TASK ITEM: Your response should be an exact transcription of the data, images excluded.

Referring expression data
________

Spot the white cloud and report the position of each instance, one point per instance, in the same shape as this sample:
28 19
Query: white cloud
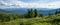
20 4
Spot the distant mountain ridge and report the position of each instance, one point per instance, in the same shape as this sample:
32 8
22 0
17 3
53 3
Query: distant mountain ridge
24 10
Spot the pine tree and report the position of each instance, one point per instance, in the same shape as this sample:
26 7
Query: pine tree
36 13
56 12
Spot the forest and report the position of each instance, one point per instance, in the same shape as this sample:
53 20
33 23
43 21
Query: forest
31 18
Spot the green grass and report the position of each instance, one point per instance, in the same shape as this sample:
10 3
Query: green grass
32 21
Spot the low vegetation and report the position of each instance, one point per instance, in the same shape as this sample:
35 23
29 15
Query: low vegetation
31 18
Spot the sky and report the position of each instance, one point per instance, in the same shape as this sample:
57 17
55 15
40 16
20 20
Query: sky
30 4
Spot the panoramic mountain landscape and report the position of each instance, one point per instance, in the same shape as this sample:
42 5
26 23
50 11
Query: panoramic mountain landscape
29 12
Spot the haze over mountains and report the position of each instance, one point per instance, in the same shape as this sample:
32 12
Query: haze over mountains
24 10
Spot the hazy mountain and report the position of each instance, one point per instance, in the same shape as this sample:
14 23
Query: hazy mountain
24 10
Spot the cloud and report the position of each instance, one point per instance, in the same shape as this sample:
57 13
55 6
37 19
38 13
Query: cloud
20 4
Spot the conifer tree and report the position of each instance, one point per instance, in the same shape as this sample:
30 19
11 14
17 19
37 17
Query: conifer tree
36 13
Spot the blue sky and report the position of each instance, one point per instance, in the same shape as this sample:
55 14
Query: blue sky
30 3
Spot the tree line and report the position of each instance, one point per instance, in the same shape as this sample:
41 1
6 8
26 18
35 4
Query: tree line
30 14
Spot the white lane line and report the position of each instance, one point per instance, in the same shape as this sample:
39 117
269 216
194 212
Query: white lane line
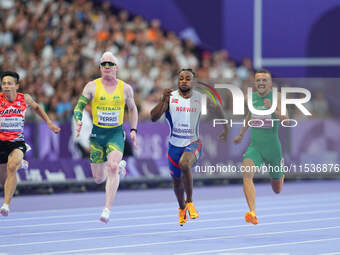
260 246
283 197
162 224
216 203
169 232
271 208
207 239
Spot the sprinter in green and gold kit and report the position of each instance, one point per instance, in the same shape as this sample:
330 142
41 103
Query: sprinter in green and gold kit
108 96
264 147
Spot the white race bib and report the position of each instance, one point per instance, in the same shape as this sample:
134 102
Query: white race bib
108 118
11 124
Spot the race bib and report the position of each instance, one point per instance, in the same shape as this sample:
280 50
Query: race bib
108 118
11 124
261 121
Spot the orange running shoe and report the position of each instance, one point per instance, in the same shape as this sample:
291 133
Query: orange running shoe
192 211
182 215
251 217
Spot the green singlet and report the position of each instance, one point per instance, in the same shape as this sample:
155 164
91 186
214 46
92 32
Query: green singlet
265 146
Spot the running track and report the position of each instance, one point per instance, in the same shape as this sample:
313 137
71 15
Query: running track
303 219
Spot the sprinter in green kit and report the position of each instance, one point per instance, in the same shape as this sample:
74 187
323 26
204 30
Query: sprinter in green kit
265 146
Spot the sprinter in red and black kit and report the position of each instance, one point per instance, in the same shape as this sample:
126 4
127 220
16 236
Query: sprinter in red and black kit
13 107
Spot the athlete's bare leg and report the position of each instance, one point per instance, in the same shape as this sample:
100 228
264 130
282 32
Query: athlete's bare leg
98 172
112 181
179 191
248 184
187 160
3 174
277 184
13 164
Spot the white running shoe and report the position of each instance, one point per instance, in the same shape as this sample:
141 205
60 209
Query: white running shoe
4 210
105 216
24 164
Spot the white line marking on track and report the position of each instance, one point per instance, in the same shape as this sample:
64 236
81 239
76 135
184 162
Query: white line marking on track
171 231
260 246
154 217
207 239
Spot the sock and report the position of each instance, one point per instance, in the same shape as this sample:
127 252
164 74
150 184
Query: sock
5 206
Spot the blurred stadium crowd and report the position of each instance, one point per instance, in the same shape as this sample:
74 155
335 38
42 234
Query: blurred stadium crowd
55 46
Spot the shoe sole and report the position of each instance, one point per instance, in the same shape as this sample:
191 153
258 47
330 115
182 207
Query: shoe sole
186 218
104 220
250 219
192 217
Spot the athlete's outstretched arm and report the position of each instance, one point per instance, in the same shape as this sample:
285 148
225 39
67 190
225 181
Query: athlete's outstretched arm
133 113
82 102
225 132
278 109
162 106
40 111
244 129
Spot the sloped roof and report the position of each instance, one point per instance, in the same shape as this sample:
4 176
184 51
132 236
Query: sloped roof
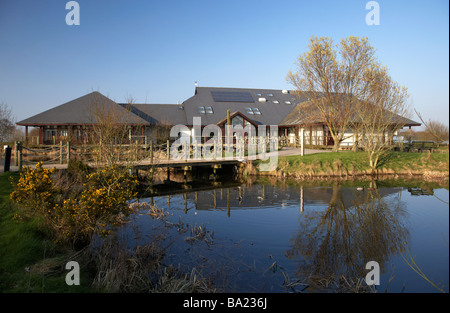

________

RESPONSE BOX:
Spot the white cloud and report the position of each instance, one point per instance, in the same shape as this sample:
28 19
Query: white cloud
20 4
Spot the distant mountain ridge and report the position of each instance, one point per instance, in the same shape as this sample:
32 8
22 0
17 3
53 3
Query: distant mountain ridge
24 10
Spot the pine tree and report the position of each instance, one point per instance, in the same shape as this sample:
26 7
Query: pine tree
36 13
56 12
Spot the forest and report the position of each instance, one point per instance, in the same shape as this sample:
53 20
33 23
43 21
Query: forest
31 18
Spot the green grass and report the position of each instance, one point per instance, in the same shape as this sample:
10 3
Query: green grass
32 21
Spot the low vegetation and report the position of each instance, one point per instance, in the same shape as this sample:
35 23
29 15
Query: low vegetation
31 18
Spot the sky and report the position of each instance, one point per instance, in the same shape as this sample:
57 17
55 15
40 16
20 20
Query: sky
30 4
Spot the panoramic mountain landscape and report the position of each instance, one point per instance, in the same shape as this sample:
42 5
26 23
50 11
Query: panoramic mountain landscape
29 12
Spot the haze over mountains and report the position of each instance, one point per instance, in the same shape as this sample:
32 12
Query: haze over mountains
24 10
Spot the hazy mountain and report the position of each instance, one point per instance, in the same shape as this sample:
14 23
Query: hazy mountain
24 10
Spot the cloud and report the position of each instance, one point per instance, in the same shape as this sample:
57 13
55 6
37 19
38 13
Query: cloud
20 4
Spot the conifer tree and report the position of each instance, one point per instance, in the same shape as this sample:
30 19
11 14
17 19
37 17
Query: conifer tree
36 13
Spot the blue sky and report the position of each instance, one point per instance, in the same shape as this sample:
55 14
Query: blue sky
30 3
Spot the tree line and report the position of each instance, one point per instance, in the same shape as this sample:
41 1
6 8
26 18
35 4
Query: tree line
30 14
Spot the white lane line and report the position of each instance, one point per instance, in the same shape as this sample:
39 117
269 216
194 212
Query: white lane line
260 246
283 197
162 224
216 203
169 232
271 208
207 239
Spot the sprinter in green and gold kit and report the position of each instance, one point per instance, in the same shape as this sample:
330 142
41 103
Query: sprinter in green and gold kit
108 96
264 147
Spot the white race bib and report the position of each instance, one point per instance, in the same shape as this sample:
134 102
Query: white race bib
108 118
11 124
Spot the race bib and report the position of each instance, one point per instance, in the same shape as this sample:
280 50
Query: race bib
108 118
11 124
261 121
Spot the orange running shoe and report the position of each instance, one point per instance, in the same shape as this sample:
291 133
Query: orange running shoe
192 211
182 215
251 217
Spot the green singlet and report the position of each instance, one point per instance, in the same shape as this sample:
155 164
91 186
214 46
92 32
Query: green singlet
265 146
Spot the running track and report the position of each instance, one point per instance, in the same shape as this sample:
313 137
71 15
Query: running track
303 219
Spot the sprinter in green kit and report the position of each instance, one point per instance, in the same shape as this sample:
74 187
323 26
204 30
Query: sprinter in green kit
265 146
Spot the sprinter in red and black kit and report the position of each instance, one point per instance, in the same shape as this sample:
126 4
127 220
16 236
Query: sprinter in red and black kit
13 107
Spot the athlete's bare leg and report the position of each instance, one point per instance, in the same shape as this sample:
100 228
264 130
282 32
Query: athlete's bare leg
98 172
112 181
179 191
248 184
187 160
3 174
277 184
13 164
Spot the white running shoe and report the position of each instance, one point per instance, in the same shape as this sample:
141 205
60 209
Query: white running shoe
4 210
105 216
24 164
Spot the white line marking on track and report the position of each instance, one point per instance, in the same shape as this sample:
64 236
81 239
76 135
184 162
Query: white line marking on track
171 231
260 246
154 217
207 239
Spot the sock and report the position of each instance, one point per instance, in the same shape as this sample:
127 252
164 74
150 184
Query: sock
5 206
Spot the blurred stadium crowd and report the position of each instance, one point per instance, in the same shape as this sample:
74 155
335 38
42 234
Query: blurred stadium crowd
55 46
Spot the shoe sole and report the position of each instance, one point per instance, in the same shape as this sample:
191 153
258 47
330 115
182 207
Query: shoe sole
186 218
104 220
250 219
192 217
Spot the athlete's outstretched arm and report the position of each instance, one point per instance, in the same shape as this sample:
285 148
225 39
67 190
225 181
Query: athlete's outstretched arm
133 113
82 102
225 132
278 109
162 106
40 111
244 129
Spot the sloped roof and report the position of each instance, one point per instance, in the same shape as this sample:
4 176
184 51
132 236
Query: sloped roof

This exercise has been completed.